### What you need to do
What you output must match the entries exactly, apart from the pictures, which are left out.

### Point-per-instance localization data
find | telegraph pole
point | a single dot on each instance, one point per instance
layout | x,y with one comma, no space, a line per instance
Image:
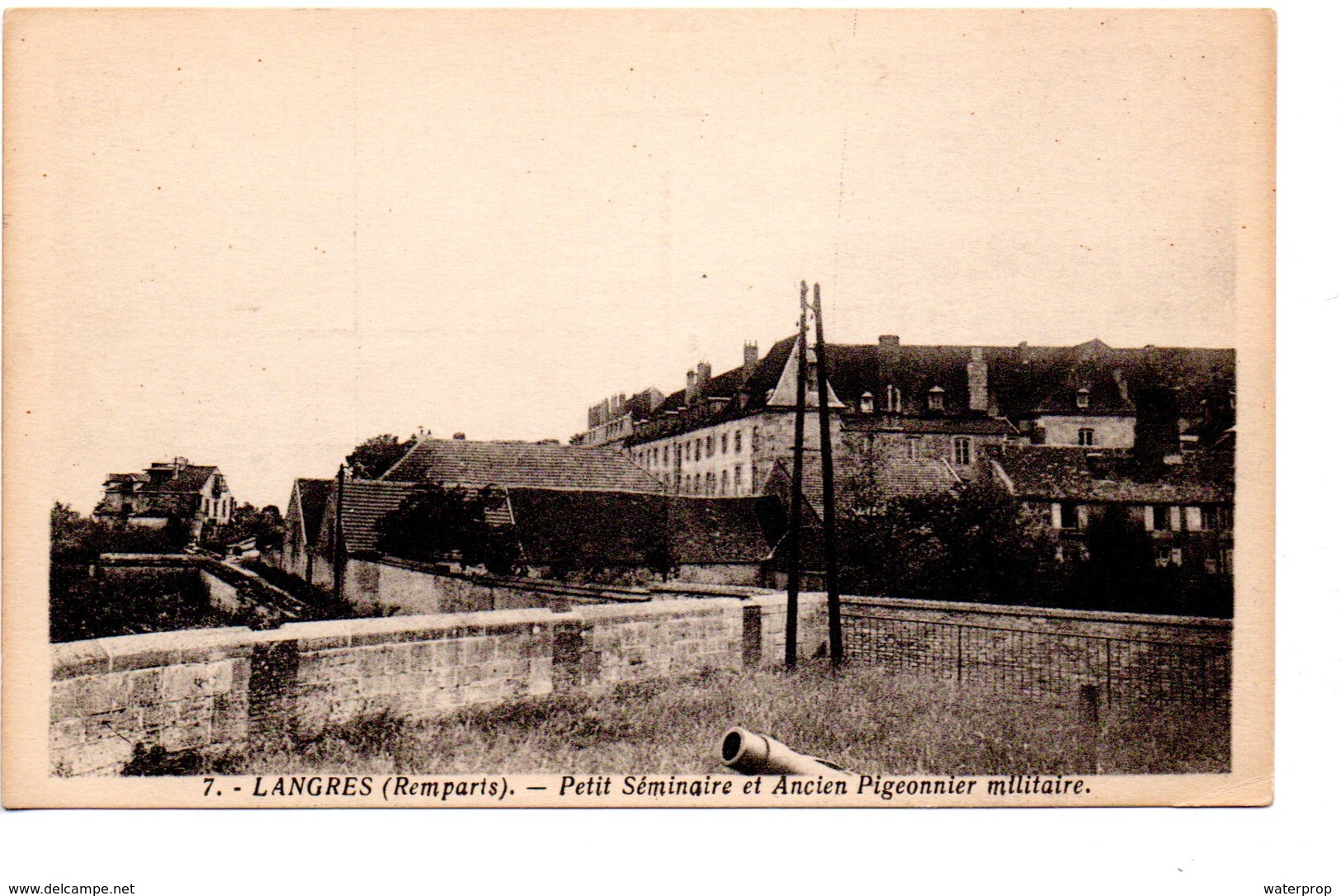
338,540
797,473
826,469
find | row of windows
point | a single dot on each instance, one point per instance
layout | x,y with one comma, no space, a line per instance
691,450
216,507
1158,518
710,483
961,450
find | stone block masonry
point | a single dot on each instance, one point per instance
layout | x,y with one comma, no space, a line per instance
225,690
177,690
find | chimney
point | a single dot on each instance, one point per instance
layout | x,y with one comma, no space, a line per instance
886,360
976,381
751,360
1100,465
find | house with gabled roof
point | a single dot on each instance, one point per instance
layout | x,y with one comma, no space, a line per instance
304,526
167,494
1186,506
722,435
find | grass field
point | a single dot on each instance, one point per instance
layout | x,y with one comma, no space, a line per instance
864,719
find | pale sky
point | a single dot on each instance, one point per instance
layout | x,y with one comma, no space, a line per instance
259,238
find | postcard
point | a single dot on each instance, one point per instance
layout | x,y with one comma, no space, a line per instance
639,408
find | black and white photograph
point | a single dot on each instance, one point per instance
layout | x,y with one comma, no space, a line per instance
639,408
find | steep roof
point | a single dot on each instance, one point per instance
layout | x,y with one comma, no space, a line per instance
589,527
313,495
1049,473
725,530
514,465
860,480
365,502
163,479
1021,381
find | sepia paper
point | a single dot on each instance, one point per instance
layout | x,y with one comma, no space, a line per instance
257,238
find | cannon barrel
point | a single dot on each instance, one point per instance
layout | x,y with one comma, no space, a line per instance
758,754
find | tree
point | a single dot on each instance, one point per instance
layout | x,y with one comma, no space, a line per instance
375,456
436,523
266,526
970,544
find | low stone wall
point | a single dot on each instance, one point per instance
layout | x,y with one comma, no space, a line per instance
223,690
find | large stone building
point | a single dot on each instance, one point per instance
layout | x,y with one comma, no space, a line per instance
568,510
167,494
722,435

### Response
find | telegraph pole
point | a single dot on each instance, one point per instance
layout | x,y with one comma, no space, a line per instance
Image:
338,540
797,473
826,469
find | row of windows
point | a single dot on each instance, one point per instance
layout | x,y with one comma, no space, a line per instance
691,450
216,507
1158,518
710,483
961,450
find | stone block masonry
point | a single dot on each instance, one point per instance
layout | x,y with one comma, no space, a line per instance
225,690
177,690
find | chimney
point | a single dot on each instance, one point per instance
layout | x,y with one comma, no space, a line per instance
886,360
976,381
751,360
1100,465
find | house with gabled roof
point | a single dot on each instance, one point per instance
layout | x,y with one comma, no space, a line per instance
304,526
167,494
1186,506
722,435
find | grass field
point | a single dot on each instance, one point per instance
layout | x,y with one comma, no space, a line per instance
864,719
find | pale sky
point | a single dot on each instance, one point per instance
layout | x,y with one comma, no space, a line per instance
259,238
find | postcard
point | a single dot on each instance, one point per instance
layout | x,y with one comma, no space, a line per instance
639,408
find | black and white photograph
point | a single dot on each instance, one point per instance
layout | x,y with one comma, no space, a line per instance
639,408
find | steep roof
point | a single dot on each instance, one point per instance
layout | x,y with one comma, no space, a line per instance
589,527
313,495
1049,473
725,530
514,465
860,480
365,502
163,479
1021,381
find | sepia paper
point | a single dot on each instance, one point per instance
layout | x,y with one comma, no space, a line per instance
257,238
find | cannon barrel
point | a single dot on each instance, one point per instance
layout | x,y with one comma, no space, a line per instance
758,754
find | tree
point | a single dot on each instance, one point per instance
layout | x,y with one comma, no space, a line per instance
375,456
436,523
266,526
970,544
find | low stone wall
point | a single dot on each instance, one point per instance
layout | x,y with one comma, no space, a line per instance
223,690
find | large stone building
point | a single dot on each instance, one point per instance
layout | x,y with one comma, no space, a line per instance
568,510
167,494
722,435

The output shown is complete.